• Short exercise:
Pick out every line in the rows below that contains the word "cloud", copying each one in full. Case counts when matching.

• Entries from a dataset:
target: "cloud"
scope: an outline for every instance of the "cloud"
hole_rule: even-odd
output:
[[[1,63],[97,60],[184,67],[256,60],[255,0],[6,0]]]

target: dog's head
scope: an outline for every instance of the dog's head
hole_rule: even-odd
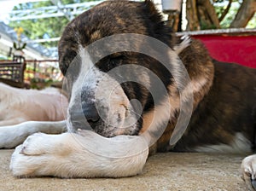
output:
[[[172,32],[151,1],[104,2],[79,15],[64,30],[59,42],[59,62],[70,92],[67,119],[71,131],[90,125],[108,137],[138,135],[148,124],[146,119],[152,118],[153,110],[160,106],[165,113],[169,107],[163,100],[169,100],[170,95],[178,96],[177,87],[172,86],[175,83],[171,72],[148,55],[121,50],[104,55],[105,50],[127,43],[139,49],[143,41],[125,36],[123,41],[95,45],[107,37],[124,33],[146,35],[175,49]],[[160,50],[153,44],[148,51]],[[152,91],[159,92],[156,99]],[[160,118],[168,120],[169,117]]]

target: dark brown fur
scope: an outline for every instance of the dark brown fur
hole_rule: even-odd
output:
[[[80,14],[67,26],[59,44],[60,67],[62,72],[66,73],[71,61],[76,56],[79,43],[85,47],[97,39],[116,33],[148,35],[172,49],[180,41],[163,24],[150,1],[108,1]],[[132,55],[136,57],[134,55]],[[179,56],[192,82],[205,79],[207,83],[200,91],[194,93],[194,113],[182,139],[173,147],[168,145],[178,116],[177,110],[158,141],[155,147],[157,150],[193,151],[198,146],[230,144],[238,132],[252,142],[253,148],[256,128],[256,70],[212,60],[202,43],[196,40],[192,40],[191,44]],[[130,60],[131,63],[138,61],[137,57]],[[155,63],[152,60],[151,62]],[[151,62],[145,61],[143,64],[161,78],[169,78],[163,77],[165,72],[154,68],[155,65]],[[173,90],[170,92],[172,99],[178,101],[178,92],[175,90],[175,85],[170,83],[168,88]],[[135,90],[130,90],[128,93],[133,95],[134,98],[138,96]],[[141,96],[140,99],[145,97]],[[141,102],[147,105],[145,101]],[[148,124],[145,120],[143,123]],[[147,128],[143,126],[141,132]]]

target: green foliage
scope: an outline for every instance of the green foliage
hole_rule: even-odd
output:
[[[91,0],[62,0],[63,4],[90,2]],[[14,9],[31,9],[41,7],[53,6],[51,1],[34,2],[20,3]],[[42,39],[58,38],[61,35],[64,27],[69,20],[65,17],[50,17],[44,19],[35,19],[27,20],[11,21],[9,26],[15,28],[21,26],[24,34],[31,39]],[[58,42],[45,42],[42,44],[45,47],[56,47]]]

• Written solution:
target: "cloud"
scope: an outline for every instance of the "cloud"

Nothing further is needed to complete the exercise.